=== EXTRAIT DU DOCUMENT ===

Etats généraux de la Sécurité à l'Ecole

Réflexions et remarques « amont ».

Les états généraux de la sécurité à l’École sont organisés les 7 et 8 avril 2010 en Sorbonne, à Paris. On en trouve la présentation officielle sur le site du Ministère de l’Éducation Nationale : (http://www.education.gouv.fr/cid50830/etats-generaux-de-la-securite-a-l-ecole.html)

La parole ministérielle affirme qu’ils ‘‘apporteront un éclairage sur les causes, les définitions et les évolutions de la violence en milieu scolaire et permettront de proposer des réponses multiformes sur ce sujet complexe’’.

La nécessité d’une réflexion est affirmée - comme une découverte ( ?) - ‘‘suite à des incidents graves survenus en milieu scolaire’’, et puisqu’il s’agit d’une ‘‘problématique générale de sécurité’’, ces états généraux ‘‘auront une dimension interministérielle’’.

On met en place pour ‘‘préparer et suivre les états généraux’’ un ‘‘Conseil scientifique’’, qui sera présidé par Eric Debarbieux et composé, Debarbieux inclus,  de 15 ‘‘personnalités nationales et internationales’’.

Ce conseil a été installé par Luc Chatel le 11 mars 2010.

Quatre femmes et onze hommes .

=== DONNÉES FOURNIES ===

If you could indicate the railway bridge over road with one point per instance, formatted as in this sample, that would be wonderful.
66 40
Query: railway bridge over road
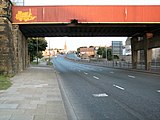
17 23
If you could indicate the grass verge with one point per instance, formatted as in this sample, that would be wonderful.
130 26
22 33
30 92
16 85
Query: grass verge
5 83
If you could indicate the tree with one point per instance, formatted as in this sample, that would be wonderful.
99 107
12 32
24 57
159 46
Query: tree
36 46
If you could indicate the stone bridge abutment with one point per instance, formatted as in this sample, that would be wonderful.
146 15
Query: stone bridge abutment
13 44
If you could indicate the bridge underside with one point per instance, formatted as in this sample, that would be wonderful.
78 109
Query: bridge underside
88 29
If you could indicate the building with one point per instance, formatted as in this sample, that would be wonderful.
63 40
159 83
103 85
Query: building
18 2
117 48
127 50
86 53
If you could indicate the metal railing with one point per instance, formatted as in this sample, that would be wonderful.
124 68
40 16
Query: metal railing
154 66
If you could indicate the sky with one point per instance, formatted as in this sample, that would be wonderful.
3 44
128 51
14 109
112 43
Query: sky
74 42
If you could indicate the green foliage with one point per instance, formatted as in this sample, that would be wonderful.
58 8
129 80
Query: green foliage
5 83
33 43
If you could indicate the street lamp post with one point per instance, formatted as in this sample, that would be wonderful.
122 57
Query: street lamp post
37 51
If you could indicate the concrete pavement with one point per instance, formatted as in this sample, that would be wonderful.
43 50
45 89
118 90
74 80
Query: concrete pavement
34 95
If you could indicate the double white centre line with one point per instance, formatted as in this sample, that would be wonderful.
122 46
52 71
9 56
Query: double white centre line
119 87
95 77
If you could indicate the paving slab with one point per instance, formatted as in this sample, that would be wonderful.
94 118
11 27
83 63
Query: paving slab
34 95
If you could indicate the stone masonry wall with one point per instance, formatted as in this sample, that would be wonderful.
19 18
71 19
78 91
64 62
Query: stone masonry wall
13 48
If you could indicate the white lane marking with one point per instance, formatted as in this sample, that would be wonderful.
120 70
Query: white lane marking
111 72
40 85
96 77
85 73
119 87
158 91
131 76
100 95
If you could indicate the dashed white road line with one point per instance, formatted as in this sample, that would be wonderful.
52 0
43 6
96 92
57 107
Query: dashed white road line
100 95
158 91
85 73
131 76
119 87
111 72
95 77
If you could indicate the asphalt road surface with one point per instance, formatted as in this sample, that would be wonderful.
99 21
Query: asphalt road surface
98 93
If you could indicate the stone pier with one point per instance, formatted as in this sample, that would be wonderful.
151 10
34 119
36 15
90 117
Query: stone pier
13 44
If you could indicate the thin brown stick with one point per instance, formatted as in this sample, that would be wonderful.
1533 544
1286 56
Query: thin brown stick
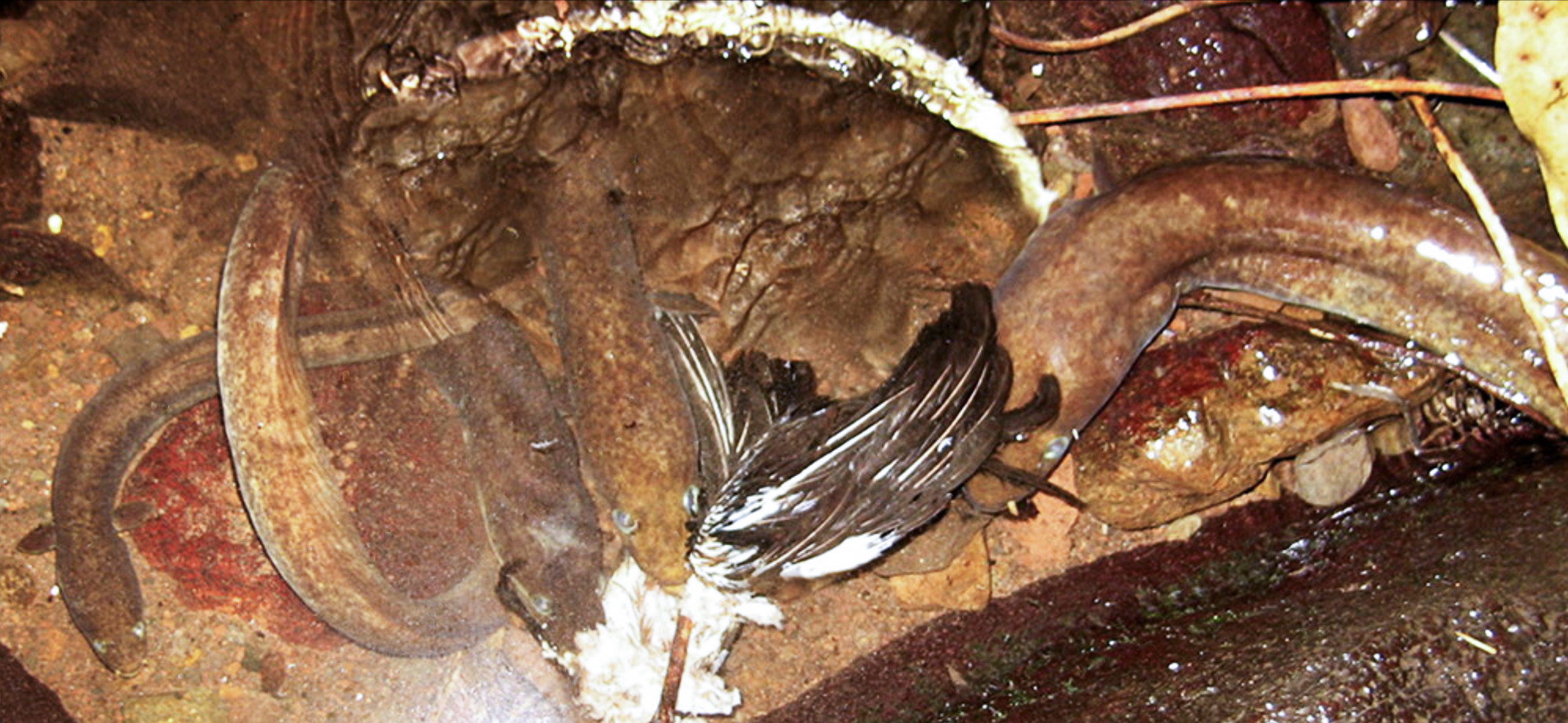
1499 239
1360 87
1376 344
1075 45
675 672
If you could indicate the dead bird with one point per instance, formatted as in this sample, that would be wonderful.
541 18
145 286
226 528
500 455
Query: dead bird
797 489
827 489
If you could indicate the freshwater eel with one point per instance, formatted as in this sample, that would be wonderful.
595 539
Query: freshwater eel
632 421
104 441
544 532
281 465
1100 280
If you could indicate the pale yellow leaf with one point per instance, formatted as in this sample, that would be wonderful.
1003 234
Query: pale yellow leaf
1532 59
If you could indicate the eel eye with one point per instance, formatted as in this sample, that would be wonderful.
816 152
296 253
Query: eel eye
623 521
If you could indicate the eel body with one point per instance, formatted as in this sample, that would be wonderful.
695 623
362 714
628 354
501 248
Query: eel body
283 466
1100 280
102 444
631 416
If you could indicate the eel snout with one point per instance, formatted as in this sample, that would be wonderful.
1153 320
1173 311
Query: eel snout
1098 281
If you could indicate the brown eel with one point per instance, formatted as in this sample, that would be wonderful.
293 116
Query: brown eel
289 487
632 421
1100 280
98 581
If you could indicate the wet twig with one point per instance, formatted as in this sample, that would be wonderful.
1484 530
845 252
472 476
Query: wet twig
1076 45
1499 238
1362 87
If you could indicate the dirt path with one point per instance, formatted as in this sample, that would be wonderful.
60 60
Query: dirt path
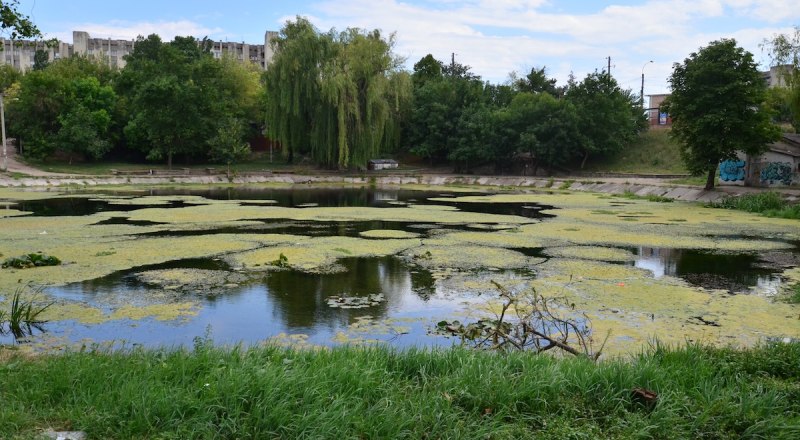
15 166
614 185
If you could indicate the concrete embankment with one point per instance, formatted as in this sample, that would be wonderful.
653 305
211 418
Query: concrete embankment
616 185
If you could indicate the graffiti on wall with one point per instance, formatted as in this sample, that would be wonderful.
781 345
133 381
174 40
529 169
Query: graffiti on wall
776 172
731 170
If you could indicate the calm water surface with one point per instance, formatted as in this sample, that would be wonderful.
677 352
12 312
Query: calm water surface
271 305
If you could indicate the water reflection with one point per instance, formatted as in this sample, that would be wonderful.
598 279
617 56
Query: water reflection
736 273
284 302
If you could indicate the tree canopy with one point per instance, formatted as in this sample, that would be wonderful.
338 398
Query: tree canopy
717 94
14 23
784 50
336 95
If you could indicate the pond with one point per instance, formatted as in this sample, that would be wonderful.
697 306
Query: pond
330 265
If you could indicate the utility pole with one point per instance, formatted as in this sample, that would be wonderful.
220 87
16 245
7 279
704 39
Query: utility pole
641 93
3 124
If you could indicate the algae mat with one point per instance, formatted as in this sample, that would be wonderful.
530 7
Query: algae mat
449 248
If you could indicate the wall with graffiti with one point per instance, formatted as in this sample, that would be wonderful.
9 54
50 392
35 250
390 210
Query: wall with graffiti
768 170
732 171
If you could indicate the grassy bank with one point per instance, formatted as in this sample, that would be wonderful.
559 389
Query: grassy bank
654 152
379 393
769 203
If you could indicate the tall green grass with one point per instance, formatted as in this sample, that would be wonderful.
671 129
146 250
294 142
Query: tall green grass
768 203
348 392
653 152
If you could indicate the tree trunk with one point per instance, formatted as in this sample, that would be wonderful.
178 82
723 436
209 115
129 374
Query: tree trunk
712 177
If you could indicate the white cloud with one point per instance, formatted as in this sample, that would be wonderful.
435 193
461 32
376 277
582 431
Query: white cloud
497 37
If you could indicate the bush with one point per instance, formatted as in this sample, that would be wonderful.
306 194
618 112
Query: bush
769 203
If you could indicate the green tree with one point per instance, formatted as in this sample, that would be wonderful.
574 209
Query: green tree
536 82
40 59
338 96
609 117
440 108
426 69
784 50
16 24
86 119
548 129
228 145
717 94
8 76
177 96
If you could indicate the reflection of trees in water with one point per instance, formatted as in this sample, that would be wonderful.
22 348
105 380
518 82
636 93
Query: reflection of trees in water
301 298
732 271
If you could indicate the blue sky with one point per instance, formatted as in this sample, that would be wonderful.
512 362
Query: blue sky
495 37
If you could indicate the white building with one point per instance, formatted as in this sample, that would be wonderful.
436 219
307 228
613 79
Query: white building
21 53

===

EXERCICE: Donnez, s'il vous plaît, la suite du texte sur les états généraux de la sécurité à l'École, à partir de sa dernière phrase. Ces données proviennent d'une autre source que le texte.

RÉPONSE:
Douze professeurs de diverses universités, sept françaises et cinq étrangères (Los Angeles (E.U.), Bar-Ilan (Israël), Cambridge (R.U.), Sherbrooke (Québec), Luxembourg (Luxembourg), Gand (Belgique)). Un criminologue. Une spécialiste québécoise des jeunes en difficulté. Une directrice de recherches au CNRS. Quinze.

Autrement dit, un aréopage très majoritairement masculin de membres  exclusivement issus de l’enseignement supérieur pour piloter la réflexion sur les problèmes de terrain que doit affronter dans l’enseignement élémentaire et secondaire un corps enseignant très féminisé.

J’ai comme un doute …

Glissons et voyons un peu – car ses positions sont publiées, publiques et connues – du côté d’Eric Debarbieux.

On trouve une présentation synthétique de son parcours dans un article du Monde du 11 mars 2010, et via le net (Google, etc.) nombre de ses interventions en réponse à diverses publications intéressées par la pédagogie. C’est un spécialiste reconnu, confortablement médiatisé, professeur à l’Université de Bordeaux II (en Sciences de l’Éducation) et président de l’Observatoire international de la violence à l’École (qu’il a créé).

Sans analyser sa philosophie au fond, il est à remarquer – et c’est tout à fait positif dans la perspective de sa présidence des débats – que Debarbieux revient itérativement sur deux points essentiels dans la prévention et la maîtrise des violences scolaires : la présence dans les établissements d’une équipe pédagogique et éducative stable, où le terme d’équipe ait du sens et une formation des maîtres qui prenne en compte cet aspect du métier qu’est  la violence.

Même si affirmer cela ne suffit pas.

Dans le domaine du constat, les différents observateurs tombent assez d’accord me semble-t-il sur des origines de la violence qui se partagent entre l’exogène et  l’endogène.

L‘exogène ?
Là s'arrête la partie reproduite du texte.